Exercise data:
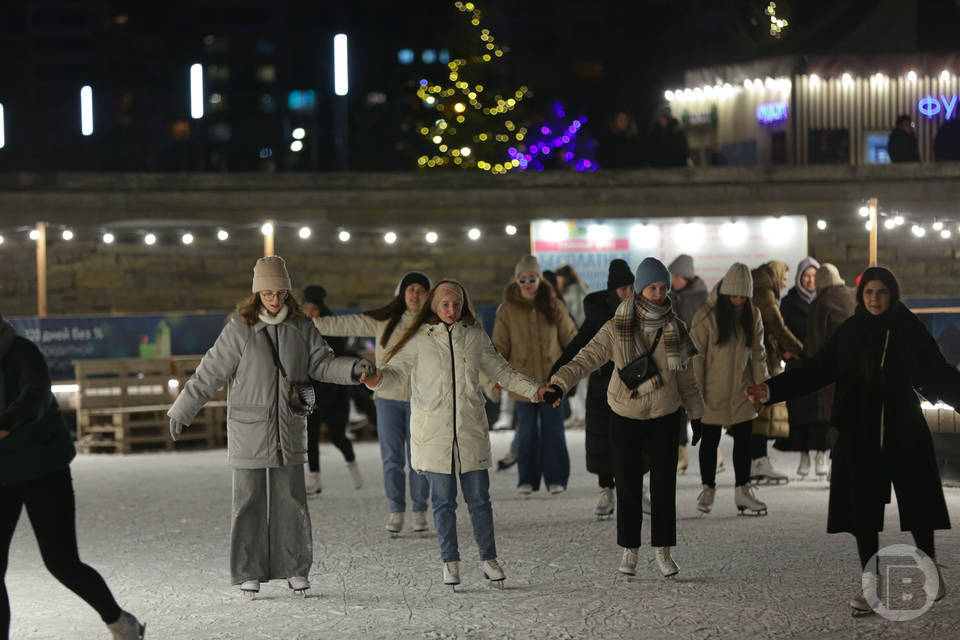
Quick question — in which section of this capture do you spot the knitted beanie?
[720,262,753,298]
[252,256,291,293]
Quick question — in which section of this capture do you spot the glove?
[350,358,377,380]
[690,418,703,447]
[543,384,563,405]
[170,418,187,442]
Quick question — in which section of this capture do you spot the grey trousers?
[230,464,313,584]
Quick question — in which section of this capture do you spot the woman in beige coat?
[690,262,768,515]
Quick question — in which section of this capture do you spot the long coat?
[767,303,960,534]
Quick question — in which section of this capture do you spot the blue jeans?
[514,402,570,491]
[376,398,430,513]
[426,469,497,562]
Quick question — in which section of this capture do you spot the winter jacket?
[667,276,710,329]
[767,302,960,534]
[690,283,769,427]
[550,308,703,420]
[550,289,620,473]
[379,321,539,473]
[0,330,77,485]
[313,311,417,402]
[167,307,357,469]
[493,282,577,402]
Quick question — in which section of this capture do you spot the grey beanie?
[633,258,670,294]
[252,256,291,293]
[667,253,697,280]
[720,262,753,298]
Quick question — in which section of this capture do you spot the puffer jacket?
[313,311,417,402]
[550,301,703,420]
[167,307,357,469]
[493,282,577,402]
[379,321,539,473]
[690,282,769,427]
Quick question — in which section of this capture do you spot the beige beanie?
[513,256,543,278]
[253,256,292,293]
[720,262,753,298]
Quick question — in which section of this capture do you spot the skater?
[772,256,830,479]
[540,258,703,577]
[363,280,539,587]
[0,317,145,640]
[550,258,635,517]
[747,267,960,615]
[750,260,803,484]
[300,285,363,495]
[690,262,769,515]
[313,271,430,536]
[667,253,719,473]
[167,256,373,597]
[493,256,577,495]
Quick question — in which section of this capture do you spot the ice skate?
[384,511,403,538]
[240,580,260,600]
[593,488,613,520]
[347,460,363,489]
[815,451,830,480]
[733,484,767,516]
[443,560,460,591]
[287,576,310,598]
[617,547,637,576]
[697,485,717,513]
[413,511,427,533]
[480,558,507,589]
[750,456,790,484]
[655,547,680,578]
[107,611,147,640]
[797,451,810,478]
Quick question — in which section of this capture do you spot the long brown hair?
[385,280,478,362]
[237,291,304,327]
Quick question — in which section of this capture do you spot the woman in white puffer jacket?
[361,280,538,586]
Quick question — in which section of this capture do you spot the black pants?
[307,389,357,473]
[0,467,120,638]
[610,412,678,549]
[699,420,753,487]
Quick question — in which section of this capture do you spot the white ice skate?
[750,456,790,484]
[733,484,767,516]
[593,487,613,520]
[384,511,403,538]
[443,560,460,591]
[654,547,680,578]
[347,460,363,489]
[697,485,717,513]
[287,576,310,598]
[480,558,507,589]
[107,611,147,640]
[617,547,637,576]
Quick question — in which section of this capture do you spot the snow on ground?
[7,431,960,640]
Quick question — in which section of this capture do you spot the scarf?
[613,295,697,398]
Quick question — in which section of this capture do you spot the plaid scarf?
[613,296,697,398]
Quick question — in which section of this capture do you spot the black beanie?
[607,258,634,291]
[303,284,327,307]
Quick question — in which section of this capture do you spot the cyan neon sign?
[917,95,957,120]
[757,102,788,124]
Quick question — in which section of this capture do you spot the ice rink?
[7,430,960,640]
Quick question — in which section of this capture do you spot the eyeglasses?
[260,291,287,302]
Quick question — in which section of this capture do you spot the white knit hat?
[720,262,753,298]
[253,256,291,293]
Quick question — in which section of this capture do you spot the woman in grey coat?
[167,256,374,597]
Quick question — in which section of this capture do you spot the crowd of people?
[0,255,960,639]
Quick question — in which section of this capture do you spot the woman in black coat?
[747,267,960,614]
[0,318,144,640]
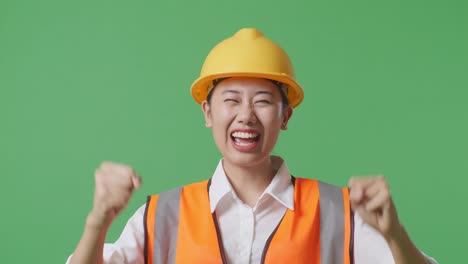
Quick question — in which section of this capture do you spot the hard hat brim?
[190,72,304,108]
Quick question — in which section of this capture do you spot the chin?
[223,152,270,168]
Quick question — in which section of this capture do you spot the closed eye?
[255,100,271,104]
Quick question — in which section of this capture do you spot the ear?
[201,100,212,127]
[281,106,293,130]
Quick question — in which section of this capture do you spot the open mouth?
[231,131,260,147]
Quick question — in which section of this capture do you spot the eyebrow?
[222,90,273,96]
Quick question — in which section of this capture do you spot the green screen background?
[0,0,468,263]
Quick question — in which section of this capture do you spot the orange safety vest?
[144,177,354,264]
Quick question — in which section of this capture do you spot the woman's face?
[202,78,292,167]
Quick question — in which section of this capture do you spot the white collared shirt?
[67,156,437,264]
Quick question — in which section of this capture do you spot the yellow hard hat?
[191,28,304,108]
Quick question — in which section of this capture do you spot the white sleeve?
[354,213,438,264]
[66,205,146,264]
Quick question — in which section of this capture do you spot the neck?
[223,157,276,207]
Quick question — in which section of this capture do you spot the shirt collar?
[209,156,294,213]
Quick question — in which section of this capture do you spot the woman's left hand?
[348,176,402,241]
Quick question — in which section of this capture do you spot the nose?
[237,103,257,125]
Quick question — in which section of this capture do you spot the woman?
[69,29,436,264]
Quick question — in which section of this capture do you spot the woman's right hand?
[87,161,141,228]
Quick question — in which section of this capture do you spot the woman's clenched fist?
[88,161,141,227]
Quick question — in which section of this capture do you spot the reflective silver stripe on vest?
[153,188,182,264]
[318,181,344,264]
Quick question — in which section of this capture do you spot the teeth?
[235,142,254,147]
[232,132,258,138]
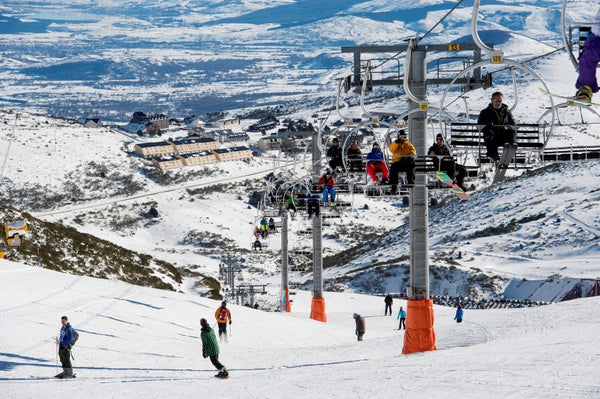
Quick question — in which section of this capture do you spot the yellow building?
[179,151,217,166]
[152,155,183,170]
[133,141,176,158]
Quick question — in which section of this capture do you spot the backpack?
[71,328,79,347]
[219,308,227,320]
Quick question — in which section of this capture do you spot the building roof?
[152,154,179,162]
[180,151,214,158]
[173,137,217,145]
[136,141,171,148]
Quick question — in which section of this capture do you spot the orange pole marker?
[402,298,437,355]
[310,298,327,323]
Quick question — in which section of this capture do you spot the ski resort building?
[152,155,183,170]
[213,146,252,162]
[180,151,217,166]
[173,137,219,154]
[133,141,176,158]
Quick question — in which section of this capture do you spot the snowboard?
[540,87,600,106]
[493,144,518,184]
[435,172,471,201]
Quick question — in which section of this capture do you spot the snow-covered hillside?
[0,260,600,398]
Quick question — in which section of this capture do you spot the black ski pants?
[398,317,406,330]
[390,157,415,186]
[217,323,227,337]
[483,126,515,159]
[385,302,392,316]
[58,345,73,369]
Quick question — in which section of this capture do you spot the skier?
[200,319,229,379]
[317,169,336,206]
[306,193,319,219]
[383,292,394,316]
[427,133,467,192]
[354,313,366,341]
[367,143,390,185]
[55,316,75,378]
[346,140,363,172]
[575,10,600,102]
[477,91,515,161]
[396,306,406,330]
[454,303,463,323]
[215,301,231,342]
[388,130,417,195]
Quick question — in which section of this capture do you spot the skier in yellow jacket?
[389,130,417,194]
[215,301,231,342]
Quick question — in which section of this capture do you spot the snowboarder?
[396,306,406,330]
[454,304,463,323]
[367,143,390,185]
[200,319,229,378]
[388,130,417,195]
[55,316,74,378]
[383,292,394,316]
[477,91,515,161]
[317,169,336,206]
[575,10,600,102]
[427,133,467,192]
[215,301,231,342]
[353,313,366,341]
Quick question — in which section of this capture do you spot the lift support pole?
[402,47,436,354]
[281,207,292,312]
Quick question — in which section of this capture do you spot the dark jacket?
[477,103,515,133]
[454,308,463,320]
[354,316,366,333]
[60,323,73,346]
[427,144,452,168]
[327,144,342,159]
[200,325,219,357]
[317,175,335,190]
[346,147,362,159]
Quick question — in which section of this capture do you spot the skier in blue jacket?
[396,306,406,330]
[454,304,463,323]
[55,316,73,378]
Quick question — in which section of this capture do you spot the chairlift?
[4,220,28,247]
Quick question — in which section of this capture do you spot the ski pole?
[54,338,58,373]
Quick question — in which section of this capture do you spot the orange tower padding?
[310,298,327,323]
[284,287,292,313]
[402,298,437,355]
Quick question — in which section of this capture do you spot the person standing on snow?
[454,303,463,323]
[396,306,406,330]
[55,316,74,378]
[354,313,366,341]
[200,319,229,378]
[383,292,394,316]
[215,301,231,342]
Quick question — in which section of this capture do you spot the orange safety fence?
[310,297,327,323]
[402,298,437,355]
[283,287,292,313]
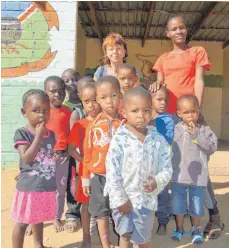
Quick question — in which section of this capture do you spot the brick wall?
[1,1,77,168]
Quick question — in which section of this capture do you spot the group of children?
[11,64,220,248]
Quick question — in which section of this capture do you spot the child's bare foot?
[80,242,91,248]
[53,220,64,232]
[64,219,81,233]
[25,225,33,236]
[156,224,167,236]
[14,174,20,181]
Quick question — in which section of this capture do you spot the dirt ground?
[1,170,229,248]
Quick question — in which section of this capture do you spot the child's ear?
[21,108,27,118]
[122,108,126,118]
[177,110,181,118]
[165,30,170,39]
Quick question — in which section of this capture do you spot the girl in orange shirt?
[68,79,101,248]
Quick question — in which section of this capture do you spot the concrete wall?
[1,1,76,168]
[221,46,229,141]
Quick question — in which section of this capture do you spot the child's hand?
[188,121,196,134]
[117,201,132,215]
[143,177,157,193]
[56,151,70,164]
[83,186,91,197]
[36,121,46,137]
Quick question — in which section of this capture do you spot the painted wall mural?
[1,1,59,78]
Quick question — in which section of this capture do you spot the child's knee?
[16,223,28,231]
[122,232,131,241]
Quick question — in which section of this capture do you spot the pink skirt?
[11,190,56,224]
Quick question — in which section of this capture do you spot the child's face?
[123,96,152,130]
[152,90,168,115]
[21,95,50,128]
[81,88,101,118]
[62,71,79,94]
[96,83,121,116]
[166,17,187,44]
[118,69,137,93]
[106,44,125,64]
[177,99,200,126]
[45,81,65,108]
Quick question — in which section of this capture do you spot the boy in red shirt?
[44,76,71,232]
[68,78,101,247]
[82,76,123,248]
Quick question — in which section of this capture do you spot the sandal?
[171,229,184,242]
[64,219,80,233]
[191,226,204,245]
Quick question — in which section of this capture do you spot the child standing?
[117,64,139,94]
[68,79,101,248]
[44,76,71,232]
[82,76,122,248]
[152,85,174,235]
[11,89,56,248]
[171,95,217,244]
[105,88,172,248]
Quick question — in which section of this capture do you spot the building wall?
[82,39,224,138]
[221,46,229,141]
[1,1,76,168]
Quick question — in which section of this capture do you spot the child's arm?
[192,126,217,155]
[82,125,93,187]
[70,110,80,130]
[154,138,173,194]
[105,136,129,208]
[68,144,83,162]
[17,122,47,164]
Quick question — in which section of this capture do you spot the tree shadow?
[212,182,229,190]
[60,242,82,248]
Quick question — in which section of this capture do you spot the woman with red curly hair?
[94,33,128,81]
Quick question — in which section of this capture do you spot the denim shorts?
[112,208,154,245]
[171,183,205,217]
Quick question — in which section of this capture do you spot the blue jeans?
[156,184,170,225]
[171,183,205,217]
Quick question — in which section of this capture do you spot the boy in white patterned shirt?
[104,88,172,248]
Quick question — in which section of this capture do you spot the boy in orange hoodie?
[82,76,125,248]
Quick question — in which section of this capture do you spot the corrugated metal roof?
[79,1,229,47]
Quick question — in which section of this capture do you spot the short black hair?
[176,94,200,110]
[166,15,185,31]
[22,89,50,107]
[151,84,169,98]
[117,63,137,75]
[95,76,121,91]
[44,76,65,89]
[123,87,152,107]
[77,77,95,98]
[61,68,80,78]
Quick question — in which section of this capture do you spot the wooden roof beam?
[187,2,218,44]
[222,40,229,49]
[142,2,155,47]
[87,1,103,44]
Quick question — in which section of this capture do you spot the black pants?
[65,157,81,220]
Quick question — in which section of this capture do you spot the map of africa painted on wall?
[1,1,59,78]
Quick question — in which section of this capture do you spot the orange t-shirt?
[68,118,92,203]
[82,113,126,182]
[46,105,72,151]
[153,46,211,113]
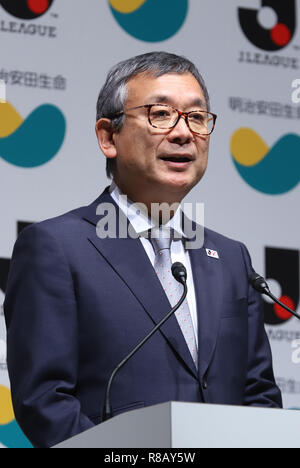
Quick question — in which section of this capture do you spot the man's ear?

What is needed: Copy out the records word for word, from the line with "spot the snowboard?" up to and including the line with "[55,316,73,378]".

Solved problem:
Quick question — in which section of this capture do you spot the snowboard?
[540,87,600,106]
[493,144,518,184]
[435,172,471,201]
Quick question — in which section of this capture do you spot the snow-covered hillside?
[0,260,600,398]
Quick question — in which section of this capture do you spot the black ski pants?
[398,317,406,330]
[390,157,415,186]
[217,323,227,337]
[483,126,515,159]
[385,302,392,316]
[58,345,73,369]
Quick question — in which section of this capture do you spot the skier?
[200,319,229,379]
[317,169,336,206]
[306,193,319,219]
[383,292,394,316]
[427,133,467,192]
[354,313,366,341]
[367,143,390,185]
[55,316,75,378]
[346,140,363,172]
[575,10,600,102]
[477,91,515,161]
[396,306,406,330]
[454,303,463,323]
[215,301,231,342]
[388,130,417,195]
Quick question — in which section of this capture do you spot the skier in yellow jacket?
[389,130,417,194]
[215,301,231,342]
Quick question — in which section of this capture do you spot the snowboarder?
[396,306,406,330]
[454,304,463,323]
[367,143,390,185]
[200,319,229,378]
[388,130,417,195]
[55,316,74,378]
[383,292,394,316]
[477,91,515,161]
[317,169,336,206]
[575,10,600,102]
[427,133,467,192]
[215,301,231,342]
[353,313,366,341]
Quick question — in which section of this capture do you spot the lift support pole?
[402,47,436,354]
[281,207,292,312]
Quick question — in which section of this capture do you spot the dark jacket?
[477,103,515,133]
[454,308,463,320]
[354,316,366,333]
[60,323,73,346]
[427,144,452,168]
[327,144,342,159]
[200,325,219,357]
[317,175,335,190]
[346,147,362,159]
Quick question — in which section of this capture do you spot the skier in blue jacket?
[396,306,406,330]
[454,304,463,323]
[55,316,73,378]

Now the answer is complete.